BEGIN Task inputs
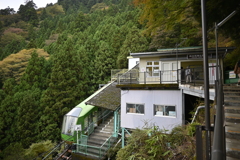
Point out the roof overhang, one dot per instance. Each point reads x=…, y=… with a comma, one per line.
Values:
x=172, y=52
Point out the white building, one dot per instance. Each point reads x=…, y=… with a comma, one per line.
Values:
x=155, y=90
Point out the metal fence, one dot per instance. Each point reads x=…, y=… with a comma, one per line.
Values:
x=183, y=76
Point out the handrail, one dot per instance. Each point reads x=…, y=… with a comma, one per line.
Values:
x=52, y=149
x=168, y=76
x=196, y=112
x=100, y=149
x=89, y=129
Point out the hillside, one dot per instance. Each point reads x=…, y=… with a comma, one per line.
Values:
x=52, y=58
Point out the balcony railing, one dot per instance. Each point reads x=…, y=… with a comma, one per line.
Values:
x=183, y=76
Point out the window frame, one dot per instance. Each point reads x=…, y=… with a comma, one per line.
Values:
x=164, y=114
x=153, y=73
x=127, y=112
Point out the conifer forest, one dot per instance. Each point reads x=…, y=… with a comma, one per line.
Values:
x=52, y=58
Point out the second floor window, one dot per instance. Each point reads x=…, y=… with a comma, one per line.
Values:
x=135, y=108
x=164, y=110
x=152, y=68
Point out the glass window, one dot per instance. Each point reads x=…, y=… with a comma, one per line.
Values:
x=69, y=123
x=164, y=110
x=152, y=68
x=135, y=108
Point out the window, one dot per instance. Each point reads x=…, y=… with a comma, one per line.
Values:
x=164, y=110
x=153, y=68
x=70, y=120
x=135, y=108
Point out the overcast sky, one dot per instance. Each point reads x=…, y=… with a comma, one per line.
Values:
x=16, y=3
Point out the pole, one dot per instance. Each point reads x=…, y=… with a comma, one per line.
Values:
x=206, y=80
x=217, y=62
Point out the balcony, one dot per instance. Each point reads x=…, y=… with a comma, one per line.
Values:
x=192, y=76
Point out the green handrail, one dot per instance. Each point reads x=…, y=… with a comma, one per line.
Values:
x=83, y=148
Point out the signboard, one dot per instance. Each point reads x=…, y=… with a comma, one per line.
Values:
x=232, y=74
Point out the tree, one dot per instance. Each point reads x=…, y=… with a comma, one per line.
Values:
x=217, y=10
x=66, y=89
x=7, y=11
x=104, y=62
x=35, y=75
x=8, y=114
x=28, y=12
x=28, y=115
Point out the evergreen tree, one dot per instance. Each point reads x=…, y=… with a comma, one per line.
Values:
x=134, y=42
x=28, y=12
x=65, y=91
x=104, y=62
x=28, y=115
x=8, y=114
x=35, y=74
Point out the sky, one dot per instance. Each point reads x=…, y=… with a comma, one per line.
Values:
x=16, y=3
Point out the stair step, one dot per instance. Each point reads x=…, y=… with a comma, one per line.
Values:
x=231, y=97
x=233, y=131
x=101, y=135
x=231, y=93
x=232, y=148
x=231, y=117
x=232, y=102
x=230, y=158
x=232, y=109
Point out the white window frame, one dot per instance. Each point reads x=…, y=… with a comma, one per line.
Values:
x=133, y=110
x=164, y=112
x=154, y=72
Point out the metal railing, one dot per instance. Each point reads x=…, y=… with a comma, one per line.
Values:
x=183, y=76
x=58, y=148
x=95, y=151
x=89, y=128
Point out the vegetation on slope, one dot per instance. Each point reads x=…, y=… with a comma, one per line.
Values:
x=84, y=40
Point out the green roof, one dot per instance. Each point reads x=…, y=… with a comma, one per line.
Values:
x=87, y=107
x=182, y=48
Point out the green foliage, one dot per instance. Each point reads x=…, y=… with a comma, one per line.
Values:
x=28, y=12
x=152, y=143
x=39, y=148
x=14, y=151
x=7, y=38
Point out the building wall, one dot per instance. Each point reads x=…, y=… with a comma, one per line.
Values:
x=148, y=98
x=132, y=62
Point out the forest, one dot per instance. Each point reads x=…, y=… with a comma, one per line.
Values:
x=52, y=58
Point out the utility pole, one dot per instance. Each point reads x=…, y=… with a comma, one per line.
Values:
x=206, y=81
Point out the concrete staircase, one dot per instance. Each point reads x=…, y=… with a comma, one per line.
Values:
x=232, y=121
x=99, y=137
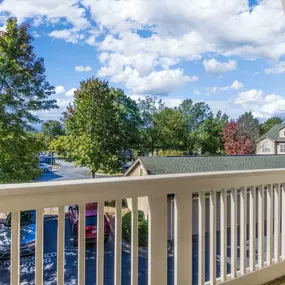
END Task inputs
Copy every item above word for word, leaving out the pictures.

Point out the roof overhang, one dot per instance. Each point reads x=…, y=… with a comma, one per line.
Values:
x=172, y=52
Point out the white building, one dot per instance. Each point reads x=…, y=… with a comma, one per line.
Values:
x=155, y=90
Point out the metal fence, one dot per instance. Each point reads x=…, y=… with a comma, one per line.
Values:
x=183, y=76
Point out the handrail, one dot per instance. Each point reads x=…, y=… with a comma, one per line.
Values:
x=52, y=149
x=168, y=76
x=196, y=112
x=100, y=149
x=89, y=129
Point out the hillside, one dot per instance. Each point reads x=…, y=… with a comma, one per line.
Values:
x=52, y=58
Point out the balcony railing, one dot per instance. Each point reads x=…, y=… with a comma, one per line.
Values:
x=183, y=76
Point out the window frame, one dot per instance. Each point reads x=…, y=… with a comma, one per line.
Values:
x=164, y=114
x=153, y=73
x=127, y=112
Point out the conifer forest, one dot per instance. Each point reads x=…, y=… with a comma, one per line.
Values:
x=52, y=58
Point out the second floor window, one dot per instance. Each point reads x=…, y=… with a comma, one per line.
Values:
x=135, y=108
x=164, y=110
x=152, y=68
Point out the glass window, one dot per instance. Each point reads x=…, y=… with a comma, one per line.
Values:
x=69, y=123
x=164, y=110
x=152, y=68
x=135, y=108
Point out the window, one dot per instance. Each point reads x=…, y=… with a comma, one per line.
Values:
x=164, y=110
x=153, y=68
x=70, y=120
x=135, y=108
Point out the overcast sky, one dot per instance. Each point reads x=…, y=… with a comma, one per line.
Values:
x=16, y=3
Point out the pole, one dot per instance. Each point reads x=…, y=… with a comma, one per line.
Values:
x=206, y=80
x=217, y=62
Point out the balcony, one dot per instance. Each point reads x=…, y=… with a comma, one per line.
Values:
x=192, y=76
Point out the green handrail, one dot per instance. Each point reads x=…, y=… with a comma, one per line.
Values:
x=83, y=148
Point out the signboard, one dot per instance. Each point reads x=…, y=… with a comma, one per line.
Values:
x=232, y=74
Point out the tree, one dot per instance. Each point reads x=…, y=… with a comma, one per line.
Values:
x=217, y=10
x=66, y=89
x=7, y=11
x=104, y=62
x=35, y=75
x=8, y=114
x=28, y=12
x=28, y=115
Point out the evergreen tree, one dot per instance. Each point reads x=…, y=… with a comma, one per line.
Values:
x=134, y=42
x=28, y=12
x=65, y=91
x=104, y=62
x=28, y=115
x=8, y=114
x=35, y=74
Point out the sky, one dot per instance. Each point reads x=…, y=… with a comma, one per line.
Values:
x=16, y=3
Point out the stair step, one dot per instance. Each point reads x=…, y=… with a comma, one per line.
Values:
x=231, y=97
x=233, y=131
x=101, y=135
x=231, y=93
x=232, y=148
x=231, y=117
x=232, y=102
x=230, y=158
x=232, y=109
Point out the white window frame, one dot per instance. Each point reads x=…, y=… with a comma, one per line.
Values:
x=133, y=110
x=164, y=112
x=154, y=72
Point out the metal railing, one dot per instance. Each point reads x=…, y=… with a comma, one per line.
Values:
x=183, y=76
x=58, y=148
x=95, y=151
x=89, y=128
Point out the vegetation on slope, one dot per instance. Each point reads x=…, y=… with a comma, one per line.
Values:
x=84, y=40
Point out the green roof, one dot per instance. Each point reads x=…, y=… with a comma, one per line.
Values:
x=87, y=107
x=182, y=48
Point out the green foliage, one dot per instance. Each point reads x=…, y=… with a comma, one per line.
Values:
x=28, y=12
x=152, y=143
x=39, y=148
x=14, y=151
x=7, y=38
Point out the building wall, one dot per instance. Each point reads x=…, y=… with a comma, one per line.
Values:
x=148, y=98
x=132, y=62
Point out the forest, one dot per instance. Each point reads x=…, y=… with a comma, one per line.
Values:
x=52, y=58
Point out the utility pole, one dot per instance. Each point reads x=…, y=… with a comma, one per line.
Values:
x=206, y=81
Point out the concrete staircase, one dot per instance. Each point reads x=…, y=… with a comma, one per line.
Values:
x=232, y=121
x=99, y=137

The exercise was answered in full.